▸ **What is expected**:
Each record below needs to be retyped exactly.

▸ **Supplied records**:
*** Begin section ***

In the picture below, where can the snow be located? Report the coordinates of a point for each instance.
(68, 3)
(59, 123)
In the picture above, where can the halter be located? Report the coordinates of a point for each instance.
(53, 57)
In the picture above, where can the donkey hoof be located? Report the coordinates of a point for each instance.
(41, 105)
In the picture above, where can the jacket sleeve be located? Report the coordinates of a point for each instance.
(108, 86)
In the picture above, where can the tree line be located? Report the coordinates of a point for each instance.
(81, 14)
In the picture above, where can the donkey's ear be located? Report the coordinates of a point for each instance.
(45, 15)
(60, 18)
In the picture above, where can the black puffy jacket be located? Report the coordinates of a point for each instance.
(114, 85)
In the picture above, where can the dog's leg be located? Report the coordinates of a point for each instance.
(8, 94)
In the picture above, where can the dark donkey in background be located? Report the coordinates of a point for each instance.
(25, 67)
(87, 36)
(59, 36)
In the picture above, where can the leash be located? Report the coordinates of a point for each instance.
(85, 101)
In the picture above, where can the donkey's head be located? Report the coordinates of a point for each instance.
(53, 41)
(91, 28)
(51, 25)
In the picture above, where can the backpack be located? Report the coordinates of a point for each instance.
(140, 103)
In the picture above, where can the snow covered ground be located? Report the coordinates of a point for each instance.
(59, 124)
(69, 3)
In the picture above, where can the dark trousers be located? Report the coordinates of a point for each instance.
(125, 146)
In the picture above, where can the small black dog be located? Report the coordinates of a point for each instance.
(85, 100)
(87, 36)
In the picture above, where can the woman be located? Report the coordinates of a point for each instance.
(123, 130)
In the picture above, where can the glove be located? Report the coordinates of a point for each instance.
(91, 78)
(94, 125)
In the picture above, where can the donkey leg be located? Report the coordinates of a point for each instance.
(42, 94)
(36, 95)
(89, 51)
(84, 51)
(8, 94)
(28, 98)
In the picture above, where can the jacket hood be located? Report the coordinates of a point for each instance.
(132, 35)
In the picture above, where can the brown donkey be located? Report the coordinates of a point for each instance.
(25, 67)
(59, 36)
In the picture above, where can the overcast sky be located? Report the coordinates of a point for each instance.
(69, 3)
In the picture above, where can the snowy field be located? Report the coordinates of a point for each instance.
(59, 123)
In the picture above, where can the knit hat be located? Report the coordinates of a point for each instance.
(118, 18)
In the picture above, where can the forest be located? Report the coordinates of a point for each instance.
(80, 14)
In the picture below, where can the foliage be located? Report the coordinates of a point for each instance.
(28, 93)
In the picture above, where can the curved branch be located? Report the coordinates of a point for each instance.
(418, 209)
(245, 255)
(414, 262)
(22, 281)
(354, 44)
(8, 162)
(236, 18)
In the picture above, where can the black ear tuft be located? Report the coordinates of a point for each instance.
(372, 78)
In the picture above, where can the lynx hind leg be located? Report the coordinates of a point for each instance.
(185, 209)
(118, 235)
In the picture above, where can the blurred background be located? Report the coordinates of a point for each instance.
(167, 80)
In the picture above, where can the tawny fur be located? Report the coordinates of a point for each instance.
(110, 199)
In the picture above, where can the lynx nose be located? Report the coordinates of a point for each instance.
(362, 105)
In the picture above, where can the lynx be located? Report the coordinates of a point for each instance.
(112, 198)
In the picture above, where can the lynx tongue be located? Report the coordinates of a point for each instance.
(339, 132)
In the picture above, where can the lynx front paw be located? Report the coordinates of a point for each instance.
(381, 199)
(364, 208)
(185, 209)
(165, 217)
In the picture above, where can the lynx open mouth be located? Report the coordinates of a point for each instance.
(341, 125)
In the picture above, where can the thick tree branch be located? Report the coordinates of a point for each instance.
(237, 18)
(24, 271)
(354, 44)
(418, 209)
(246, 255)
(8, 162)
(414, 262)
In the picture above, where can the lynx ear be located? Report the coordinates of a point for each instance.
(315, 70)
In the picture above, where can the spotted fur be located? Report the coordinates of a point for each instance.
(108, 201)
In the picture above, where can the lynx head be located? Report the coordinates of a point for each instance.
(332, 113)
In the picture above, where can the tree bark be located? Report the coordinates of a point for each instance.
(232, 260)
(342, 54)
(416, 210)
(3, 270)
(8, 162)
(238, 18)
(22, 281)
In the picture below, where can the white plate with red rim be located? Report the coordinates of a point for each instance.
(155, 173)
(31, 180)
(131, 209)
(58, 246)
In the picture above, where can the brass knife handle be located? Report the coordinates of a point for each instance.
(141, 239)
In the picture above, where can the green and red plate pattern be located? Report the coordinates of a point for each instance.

*** End section ***

▸ **Finished exercise**:
In the picture below, where can the snow be located? Report the coordinates of a point for each instance.
(68, 3)
(59, 123)
In the picture above, where can the halter be located? Report the coordinates of a point for each instance.
(53, 57)
In the picture above, where can the donkey hoof be located? Report the coordinates of a point for each instance.
(41, 105)
In the picture above, where can the jacket sleeve be located? Report the coordinates of a point for each instance.
(108, 86)
In the picture above, where can the tree line be located? Report the coordinates of a point for each instance.
(81, 14)
In the picture above, where can the donkey's ear be located? Report the coordinates of a point for each instance.
(45, 15)
(60, 18)
In the picture above, where can the black puffy jacket be located? Report the coordinates of a point for each instance.
(114, 85)
In the picture above, where can the dog's leg be located? Report the coordinates of a point for each instance.
(8, 94)
In the picture above, where can the dark donkey in background be located? Report the coordinates of a point for each instance.
(25, 67)
(87, 36)
(59, 36)
In the picture above, where can the leash be located? Report the coordinates of a point for each instance.
(85, 101)
In the picture above, where can the donkey's head be located? Report the coordinates of a point for each instance.
(53, 41)
(91, 28)
(51, 25)
In the picture above, where can the backpack be located? Report the coordinates of a point for each instance.
(140, 103)
In the picture above, where can the snow covered ground be located? Report the coordinates of a point for each instance.
(59, 124)
(69, 3)
In the picture above, where can the dark trousers be located? Report the coordinates of a point for each instance.
(125, 146)
In the picture above, where can the small black dog be located? Report the coordinates of a point for each instance.
(85, 100)
(87, 36)
In the picture above, where can the woman be located? Report the coordinates of a point for each instance.
(123, 130)
In the picture above, where can the glove be located? Report the coordinates of a point for each instance.
(91, 78)
(94, 125)
In the picture above, where can the donkey leg be located? Report the coordinates of a point for each instance.
(42, 94)
(36, 95)
(89, 51)
(84, 51)
(8, 94)
(28, 98)
In the picture above, where can the jacket hood be located? Report the coordinates of a point for each instance.
(132, 35)
In the picture above, where can the brown donkey be located? Report the coordinates of a point for each instance.
(25, 67)
(59, 36)
In the picture above, where can the overcast sky be located? Report the coordinates of a point for each instance.
(69, 3)
In the picture above, where can the snowy field be located? Report the coordinates of a point for each instance.
(59, 123)
In the picture above, where can the knit hat be located? Report the coordinates of a point for each instance.
(118, 18)
In the picture above, where can the forest be located? Report the coordinates of a point for each instance.
(80, 14)
In the picture below, where can the foliage be located? Report the coordinates of a point for each instance.
(28, 93)
In the picture above, where can the curved branch be located? Report the coordinates of a point for each instance.
(418, 209)
(245, 255)
(414, 262)
(22, 281)
(354, 44)
(8, 162)
(236, 18)
In the picture above, where can the black ear tuft be located? Report the coordinates of a point for each instance.
(372, 78)
In the picture above, where can the lynx hind leg be located? Report the coordinates of a point for each instance.
(185, 209)
(118, 235)
In the picture above, where can the blurred background be located? Report the coordinates of a point for each instance.
(167, 80)
In the picture above, where can the tawny fur be located? Report the coordinates of a point for each instance.
(110, 199)
In the picture above, where can the lynx nose be located? Report the coordinates of a point for each instance.
(362, 105)
In the picture above, where can the lynx be located? Report the coordinates of a point for each instance.
(112, 198)
In the picture above, where can the lynx tongue be located? Report the coordinates of a point for each instance.
(339, 132)
In the picture above, where can the lynx front paw be located? Report the coordinates of a point for each instance.
(381, 199)
(364, 208)
(185, 209)
(165, 217)
In the picture above, where can the lynx open mouth be located? Report the coordinates of a point for each instance.
(341, 125)
In the picture above, where can the thick tree branch be located? Report the coordinates of a point for each instance.
(237, 18)
(24, 271)
(354, 44)
(418, 209)
(246, 255)
(8, 162)
(414, 262)
In the picture above, where can the lynx ear be located? Report the coordinates of a point for each instance.
(315, 70)
In the picture above, where can the spotted fur be located? Report the coordinates of a point for each instance.
(108, 201)
In the picture above, where can the lynx head be located? Report the coordinates of a point for each instance.
(332, 113)
In the picture above, where can the tree bark be located? Report the coordinates of a point for each instance.
(232, 260)
(342, 54)
(416, 210)
(3, 270)
(8, 162)
(238, 18)
(22, 281)
In the picture below, where can the white plate with red rim be located? Report the coordinates of a point for each instance.
(155, 173)
(31, 180)
(131, 209)
(58, 246)
In the picture above, where can the brass knife handle be located? Report the coordinates of a point for each instance.
(141, 239)
In the picture above, where can the green and red plate pattern be located? Report the coordinates of a point for each instance.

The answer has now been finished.